* [Exercise details]
The required output is the whole listing below, unchanged.

* [Entries supplied]
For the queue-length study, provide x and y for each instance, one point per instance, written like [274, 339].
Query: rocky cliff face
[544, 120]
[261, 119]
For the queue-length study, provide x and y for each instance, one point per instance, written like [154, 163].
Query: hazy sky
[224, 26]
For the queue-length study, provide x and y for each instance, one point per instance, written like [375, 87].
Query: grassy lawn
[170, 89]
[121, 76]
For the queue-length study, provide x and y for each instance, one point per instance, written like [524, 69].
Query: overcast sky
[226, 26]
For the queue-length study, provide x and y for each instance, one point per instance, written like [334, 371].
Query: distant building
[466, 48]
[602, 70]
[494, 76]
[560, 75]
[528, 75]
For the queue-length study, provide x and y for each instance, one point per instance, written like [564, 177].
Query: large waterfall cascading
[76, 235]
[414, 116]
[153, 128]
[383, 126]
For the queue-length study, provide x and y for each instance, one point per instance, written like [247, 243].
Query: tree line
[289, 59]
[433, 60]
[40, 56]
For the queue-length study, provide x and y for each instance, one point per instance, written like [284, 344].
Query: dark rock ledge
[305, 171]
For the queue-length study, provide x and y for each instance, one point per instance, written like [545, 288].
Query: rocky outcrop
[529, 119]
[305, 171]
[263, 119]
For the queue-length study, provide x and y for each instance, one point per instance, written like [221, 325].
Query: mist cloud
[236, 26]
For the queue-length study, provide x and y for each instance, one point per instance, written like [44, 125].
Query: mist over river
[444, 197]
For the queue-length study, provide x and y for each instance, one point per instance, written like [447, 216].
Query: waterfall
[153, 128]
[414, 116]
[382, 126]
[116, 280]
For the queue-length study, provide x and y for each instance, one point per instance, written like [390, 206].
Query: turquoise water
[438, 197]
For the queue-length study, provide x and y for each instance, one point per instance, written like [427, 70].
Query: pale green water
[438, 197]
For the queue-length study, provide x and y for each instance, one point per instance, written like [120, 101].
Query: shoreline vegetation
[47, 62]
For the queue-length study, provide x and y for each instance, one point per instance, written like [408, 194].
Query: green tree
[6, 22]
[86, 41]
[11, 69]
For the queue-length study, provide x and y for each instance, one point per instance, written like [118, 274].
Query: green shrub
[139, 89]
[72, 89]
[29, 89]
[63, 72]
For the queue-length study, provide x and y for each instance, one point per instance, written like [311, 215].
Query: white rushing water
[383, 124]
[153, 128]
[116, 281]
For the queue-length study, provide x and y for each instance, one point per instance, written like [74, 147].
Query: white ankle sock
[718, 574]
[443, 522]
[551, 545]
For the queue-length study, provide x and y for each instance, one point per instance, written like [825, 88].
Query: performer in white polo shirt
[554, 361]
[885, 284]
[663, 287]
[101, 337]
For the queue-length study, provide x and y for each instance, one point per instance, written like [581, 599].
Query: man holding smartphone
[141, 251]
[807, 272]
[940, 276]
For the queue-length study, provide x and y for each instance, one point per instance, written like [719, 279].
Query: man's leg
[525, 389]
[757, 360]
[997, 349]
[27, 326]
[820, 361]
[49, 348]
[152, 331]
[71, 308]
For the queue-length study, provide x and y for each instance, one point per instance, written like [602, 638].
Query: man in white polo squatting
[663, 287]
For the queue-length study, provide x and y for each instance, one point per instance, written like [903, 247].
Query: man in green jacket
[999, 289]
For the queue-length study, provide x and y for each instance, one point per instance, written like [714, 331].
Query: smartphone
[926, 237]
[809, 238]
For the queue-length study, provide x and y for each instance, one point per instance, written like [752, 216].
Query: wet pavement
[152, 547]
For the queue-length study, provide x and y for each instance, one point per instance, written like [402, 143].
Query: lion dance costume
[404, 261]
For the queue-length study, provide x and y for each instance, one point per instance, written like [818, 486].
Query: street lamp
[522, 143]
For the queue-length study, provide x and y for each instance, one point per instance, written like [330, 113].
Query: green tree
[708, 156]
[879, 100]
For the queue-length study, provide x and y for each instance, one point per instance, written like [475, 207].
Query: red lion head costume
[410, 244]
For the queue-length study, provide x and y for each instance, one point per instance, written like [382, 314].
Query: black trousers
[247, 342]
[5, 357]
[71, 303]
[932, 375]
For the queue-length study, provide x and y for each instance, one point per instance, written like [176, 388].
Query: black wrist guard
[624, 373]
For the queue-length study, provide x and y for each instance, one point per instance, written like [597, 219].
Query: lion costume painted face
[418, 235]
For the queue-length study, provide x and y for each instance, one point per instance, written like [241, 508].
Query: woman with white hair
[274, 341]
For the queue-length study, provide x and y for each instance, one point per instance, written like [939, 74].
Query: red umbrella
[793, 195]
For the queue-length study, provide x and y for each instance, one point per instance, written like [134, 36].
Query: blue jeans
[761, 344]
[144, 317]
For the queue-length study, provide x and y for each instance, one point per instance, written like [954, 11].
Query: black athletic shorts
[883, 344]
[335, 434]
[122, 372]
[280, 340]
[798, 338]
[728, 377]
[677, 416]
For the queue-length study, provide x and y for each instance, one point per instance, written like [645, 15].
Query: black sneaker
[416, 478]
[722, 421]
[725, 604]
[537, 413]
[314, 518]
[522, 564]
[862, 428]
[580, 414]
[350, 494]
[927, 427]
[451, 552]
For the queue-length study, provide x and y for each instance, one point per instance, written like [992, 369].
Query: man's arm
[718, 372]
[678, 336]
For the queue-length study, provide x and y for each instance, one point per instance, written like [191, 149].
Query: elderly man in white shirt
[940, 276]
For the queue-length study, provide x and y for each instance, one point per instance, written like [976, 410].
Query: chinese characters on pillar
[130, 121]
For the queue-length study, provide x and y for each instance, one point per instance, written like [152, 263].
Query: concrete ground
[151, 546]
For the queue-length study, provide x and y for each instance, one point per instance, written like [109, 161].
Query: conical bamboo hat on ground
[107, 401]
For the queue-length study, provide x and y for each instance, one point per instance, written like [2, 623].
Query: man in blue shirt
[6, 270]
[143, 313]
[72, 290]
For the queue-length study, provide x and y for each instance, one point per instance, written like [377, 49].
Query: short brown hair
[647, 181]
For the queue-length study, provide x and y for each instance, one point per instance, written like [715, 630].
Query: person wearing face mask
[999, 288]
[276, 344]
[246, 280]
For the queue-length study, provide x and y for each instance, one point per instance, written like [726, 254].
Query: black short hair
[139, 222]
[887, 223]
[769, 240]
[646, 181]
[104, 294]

* [Solution to this problem]
For the queue-length study, provide x and y for each instance, one point per instance, written like [274, 339].
Query: rocky cliff face
[544, 120]
[261, 119]
For the queue-length study, provide x and y for each instance, one point per instance, written like [154, 163].
Query: hazy sky
[224, 26]
For the queue-length study, provide x and y for each instance, one point per instance, written like [375, 87].
Query: grassy lawn
[170, 89]
[121, 76]
For the queue-length study, provide x and y for each instance, one point per instance, written like [524, 69].
Query: overcast sky
[226, 26]
For the queue-length study, provide x and y for each instance, one point per instance, written like [334, 371].
Query: distant building
[466, 48]
[602, 70]
[494, 76]
[560, 75]
[528, 75]
For the queue-length study, provide x and y for each instance, one point per instance, written like [564, 177].
Query: large waterfall cascading
[76, 235]
[414, 116]
[153, 128]
[383, 126]
For the queue-length study, provide x and y for each instance, one point per instance, written like [247, 243].
Query: tree line
[289, 59]
[433, 60]
[40, 56]
For the queue-length study, provide x and y for each instance, one point per instance, written like [284, 344].
Query: dark rock ledge
[305, 171]
For the queue-length study, provide x and y for each instance, one point per instance, written like [545, 288].
Query: rocky outcrop
[529, 119]
[305, 171]
[263, 119]
For the queue-length study, provide x and y for each instance, one point per instance, written like [221, 325].
Query: mist cloud
[236, 26]
For the queue-length study, provide x and y for each instance, one point per instance, written like [44, 125].
Query: mist over river
[444, 197]
For the queue-length study, provide x and y for each instance, one point per instance, written like [447, 216].
Query: waterfall
[153, 128]
[414, 116]
[382, 126]
[116, 280]
For the queue-length study, provide x and y for each instance, one point per instance, written like [390, 206].
Query: turquoise water
[438, 197]
For the queue-length study, provide x and y for each instance, one point per instance, written like [427, 70].
Query: pale green water
[438, 197]
For the queue-length study, provide x and y for each instance, one point per instance, written like [120, 101].
Query: shoreline vegetation
[47, 62]
For the queue-length study, provide x and y for each instance, one point per instance, written like [408, 194].
Query: green tree
[6, 22]
[86, 41]
[11, 69]
For the queue-length study, provide x and y for each instance, one point per instance, written like [118, 274].
Query: green shrub
[139, 89]
[72, 89]
[29, 89]
[63, 72]
For the queue-length study, provide x and y for each instance, one point per instance, written like [311, 215].
Query: white rushing water
[383, 124]
[153, 128]
[116, 281]
For the queue-length study, provide x and y for each instance, one point per instance, written like [74, 147].
Query: white ankle sock
[718, 574]
[443, 522]
[551, 545]
For the queue-length study, provide x and y for each instance, one point per instance, written like [825, 88].
Query: performer in white polo shirt
[554, 361]
[885, 284]
[663, 287]
[101, 337]
For the queue-length study, provide x and y for each instance, one point per instance, written like [581, 599].
Query: man holding smartphone
[141, 251]
[807, 272]
[940, 276]
For the queue-length study, provide x and y for each instance, one point per instance, written like [719, 279].
Query: man's leg
[525, 389]
[757, 360]
[997, 349]
[27, 326]
[820, 361]
[49, 348]
[152, 331]
[71, 308]
For the queue-length study, provide x and y for each instance, one point per instance, written like [602, 638].
Query: man in white polo squatting
[663, 287]
For the queue-length study, provide x and y for each instance, one point per instance, written like [903, 247].
Query: man in green jacket
[999, 289]
For the queue-length study, provide x and y for each instance, one point per instance, written like [714, 331].
Query: smartphone
[926, 237]
[809, 238]
For the queue-length study, provide x and y for each instance, one point per instance, written like [752, 216].
Query: wet pavement
[152, 547]
For the queue-length study, provide x and y for each instance, one point per instance, written like [402, 143].
Query: lion dance costume
[404, 261]
For the queue-length study, provide x and y for each instance, one point per instance, written like [818, 486].
Query: street lamp
[522, 143]
For the queue-length study, provide x and y for each instance, one point per instance, written like [330, 113].
Query: green tree
[708, 156]
[879, 100]
For the queue-length study, provide x and y for each instance, one point per instance, written like [475, 207].
Query: red lion head costume
[410, 244]
For the queue-length study, provide x and y for each instance, one point per instance, written like [382, 314].
Query: black trousers
[247, 342]
[5, 357]
[71, 303]
[932, 375]
For the queue-length study, provide x and y for each instance, one point per instance, written like [176, 388].
Query: black wrist guard
[624, 373]
For the queue-length study, provide x and y for each instance, one point per instance, written like [597, 219].
Query: lion costume painted face
[418, 235]
For the queue-length study, provide x and y for each instance, one point per instance, written like [241, 508].
Query: woman with white hair
[274, 341]
For the queue-length study, provide x and y for each instance, one point per instance, written like [939, 74].
Query: red umbrella
[793, 195]
For the queue-length study, provide x and y for each instance, one point per instance, written like [134, 36].
Query: blue jeans
[761, 344]
[144, 317]
For the queue-length study, provide x and y for each instance, one point per instance, written like [954, 11].
Query: black athletic shorts
[883, 344]
[335, 434]
[122, 372]
[280, 340]
[798, 338]
[728, 377]
[677, 416]
For the queue-length study, provide x and y for each instance, one point per instance, written like [645, 15].
Query: black sneaker
[416, 478]
[722, 421]
[725, 604]
[537, 413]
[314, 518]
[522, 564]
[862, 428]
[580, 414]
[350, 494]
[927, 427]
[451, 552]
For the queue-length study, provide x and y for each instance, one point per instance, written like [992, 369].
Query: man's arm
[718, 372]
[678, 336]
For the queue-length study, provide x and y for each instance, one point per instance, written like [191, 149].
Query: elderly man in white shirt
[940, 276]
For the queue-length study, provide x and y for each instance, one point per instance, written like [976, 410].
Query: chinese characters on pillar
[130, 121]
For the queue-length study, provide x and y for each instance, one point per instance, written like [152, 263].
Query: concrete ground
[151, 546]
For the queue-length study, provide x and y for each instance, one point per instance, written like [109, 161].
Query: conical bamboo hat on ground
[107, 401]
For the queue-length study, provide x and y for each instance, one point per instance, written like [2, 623].
Query: man in blue shirt
[6, 270]
[143, 313]
[72, 290]
For the queue-length study, provide x and y for each instance, one point per instance, written like [377, 49].
Query: short brown hair
[647, 181]
For the queue-length study, provide x and y for each instance, one point per instance, written like [715, 630].
Query: person wearing face mask
[999, 288]
[276, 344]
[246, 280]
For the queue-length study, provide x and y for each instance, one point per instance, written like [726, 254].
Query: black short hair
[139, 222]
[887, 223]
[769, 240]
[646, 181]
[104, 294]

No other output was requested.